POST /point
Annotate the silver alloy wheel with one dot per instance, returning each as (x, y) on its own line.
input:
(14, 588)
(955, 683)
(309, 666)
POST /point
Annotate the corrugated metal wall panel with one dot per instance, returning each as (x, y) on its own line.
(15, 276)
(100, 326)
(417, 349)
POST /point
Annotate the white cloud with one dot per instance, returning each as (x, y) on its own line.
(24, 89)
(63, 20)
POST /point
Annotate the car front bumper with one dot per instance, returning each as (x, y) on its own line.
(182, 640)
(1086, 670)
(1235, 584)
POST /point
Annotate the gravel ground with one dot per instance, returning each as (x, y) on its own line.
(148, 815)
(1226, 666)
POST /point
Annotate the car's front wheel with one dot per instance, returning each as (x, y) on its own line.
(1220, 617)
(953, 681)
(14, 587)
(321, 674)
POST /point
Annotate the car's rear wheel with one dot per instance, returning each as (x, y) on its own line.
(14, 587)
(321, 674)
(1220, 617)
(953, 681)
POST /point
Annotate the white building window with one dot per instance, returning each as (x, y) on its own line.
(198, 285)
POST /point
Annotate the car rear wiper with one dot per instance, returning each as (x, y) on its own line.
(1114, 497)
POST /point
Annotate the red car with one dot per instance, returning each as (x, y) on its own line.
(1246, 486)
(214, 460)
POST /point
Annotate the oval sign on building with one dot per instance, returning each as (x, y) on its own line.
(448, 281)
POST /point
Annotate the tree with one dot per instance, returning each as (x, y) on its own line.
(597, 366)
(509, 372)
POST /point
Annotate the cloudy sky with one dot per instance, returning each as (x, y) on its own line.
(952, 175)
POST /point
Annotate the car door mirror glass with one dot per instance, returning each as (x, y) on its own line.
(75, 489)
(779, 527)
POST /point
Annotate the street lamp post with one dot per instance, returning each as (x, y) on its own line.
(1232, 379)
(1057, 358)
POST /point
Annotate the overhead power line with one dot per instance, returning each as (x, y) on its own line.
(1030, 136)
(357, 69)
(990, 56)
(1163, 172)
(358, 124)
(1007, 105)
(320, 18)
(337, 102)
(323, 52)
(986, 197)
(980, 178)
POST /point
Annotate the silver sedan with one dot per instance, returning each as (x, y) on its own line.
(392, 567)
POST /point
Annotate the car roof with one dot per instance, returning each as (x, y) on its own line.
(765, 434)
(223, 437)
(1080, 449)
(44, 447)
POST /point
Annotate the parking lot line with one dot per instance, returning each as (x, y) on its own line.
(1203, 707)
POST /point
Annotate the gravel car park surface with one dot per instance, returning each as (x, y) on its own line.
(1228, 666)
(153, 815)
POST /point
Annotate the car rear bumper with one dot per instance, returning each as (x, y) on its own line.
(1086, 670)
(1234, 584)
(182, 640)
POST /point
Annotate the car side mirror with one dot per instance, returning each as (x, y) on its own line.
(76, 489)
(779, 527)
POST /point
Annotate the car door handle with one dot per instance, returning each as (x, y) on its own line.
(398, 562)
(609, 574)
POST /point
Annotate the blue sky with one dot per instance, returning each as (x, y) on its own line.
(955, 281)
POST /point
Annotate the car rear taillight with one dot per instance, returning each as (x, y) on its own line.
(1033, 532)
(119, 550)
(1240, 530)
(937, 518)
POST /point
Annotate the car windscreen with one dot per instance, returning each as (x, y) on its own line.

• • • • •

- **TASK TO COMPLETE**: Give a word-for-word copy of the records.

- **EXERCISE OUTPUT**:
POST /point
Annotate the silver alloy wheel with one dot per instance, returning each as (x, y) on its own line.
input:
(14, 588)
(955, 683)
(309, 666)
POST /point
Annotate the corrugated metal wall panel with one dot per instance, returning each as (x, y) on its own line.
(15, 276)
(100, 326)
(417, 349)
POST /point
Annotate the white cloud with one dot per instance, returning each as (x, y) on its own line.
(24, 89)
(63, 20)
POST /point
Annotate the car front bumper with one dot per instance, returning each as (x, y) on its own line.
(182, 640)
(1086, 670)
(1235, 584)
POST /point
Annotate the gravel ground with one dot per instance, returning each as (x, y) on its own line.
(148, 815)
(1226, 666)
POST /point
Annotate the car's front wheel with one dot per instance, returning each as (x, y) on its own line.
(1220, 617)
(953, 681)
(14, 587)
(321, 674)
POST /point
Annotate the car's rear wheel with one dot per instance, returning each as (x, y) on its own line.
(14, 587)
(321, 674)
(1220, 617)
(953, 681)
POST /point
Annotate the white building window with one dot per instance, returning each as (x, y) on its own line.
(198, 285)
POST /point
Annotate the car rear wiper with one dot per instance, returning each as (x, y) on its own line.
(1114, 497)
POST /point
Annotate the red car with one dot per instance, returning each as (x, y) on its own line.
(1246, 486)
(214, 460)
POST /point
Annotate the oval sign on building with one dot per instance, returning each as (x, y) on its own line.
(448, 281)
POST /point
Annotate the tree with one dot per instance, returning each as (x, y) on its own line.
(597, 366)
(509, 372)
POST /point
Annotate the cloudy sky with one dot per instance, returning each as (x, y) on its own line.
(952, 175)
POST /point
Annotate the car door mirror glass with one dot per instance, returning each as (x, y) on its own line.
(75, 489)
(779, 527)
POST /point
Annotate the street lamp post with one dot per instance, returning each as (x, y) on its own line.
(1232, 379)
(1057, 358)
POST /point
Annotate the overhead power line with one dot per instance, returning each as (x, y) on its own line.
(1030, 136)
(357, 69)
(990, 56)
(1163, 172)
(358, 124)
(1007, 105)
(320, 18)
(337, 102)
(323, 52)
(986, 197)
(980, 178)
POST /point
Annotate the silver sedan with one dot per instance, returning each as (x, y) on its own line.
(392, 567)
POST /point
Annotate the car roof with one dot per instance, returning each as (x, y) on its own line.
(765, 434)
(223, 437)
(1080, 449)
(44, 447)
POST /point
Annotate the parking lot line with one dot per instance, returning each as (x, y) on its own line.
(1203, 707)
POST /point
Annotate the gravel car park surface with one dot per instance, returning each as (x, y) on its own line.
(1228, 666)
(153, 815)
POST /point
Annotate the car rear bumper with one dot per instance, returning each as (x, y) on its own line.
(1086, 670)
(1234, 584)
(182, 640)
POST /point
Annotate the car side mirror with one dot per instance, returning each as (x, y) on its own line.
(76, 489)
(779, 527)
POST /point
Annotate the car door handle with one dot per instance, returning each as (x, y) on its own line.
(398, 562)
(609, 574)
POST /point
Annotate the blue sky with one dot per instance, returning each as (x, y) on its own line.
(955, 281)
POST /point
Annotate the car rear taillight with one dot per instance, returning each as (x, y) on its own line.
(1033, 532)
(119, 550)
(1240, 530)
(937, 518)
POST /point
Annotate the car windscreen with one dot per instance, returning each as (x, y) on its own line.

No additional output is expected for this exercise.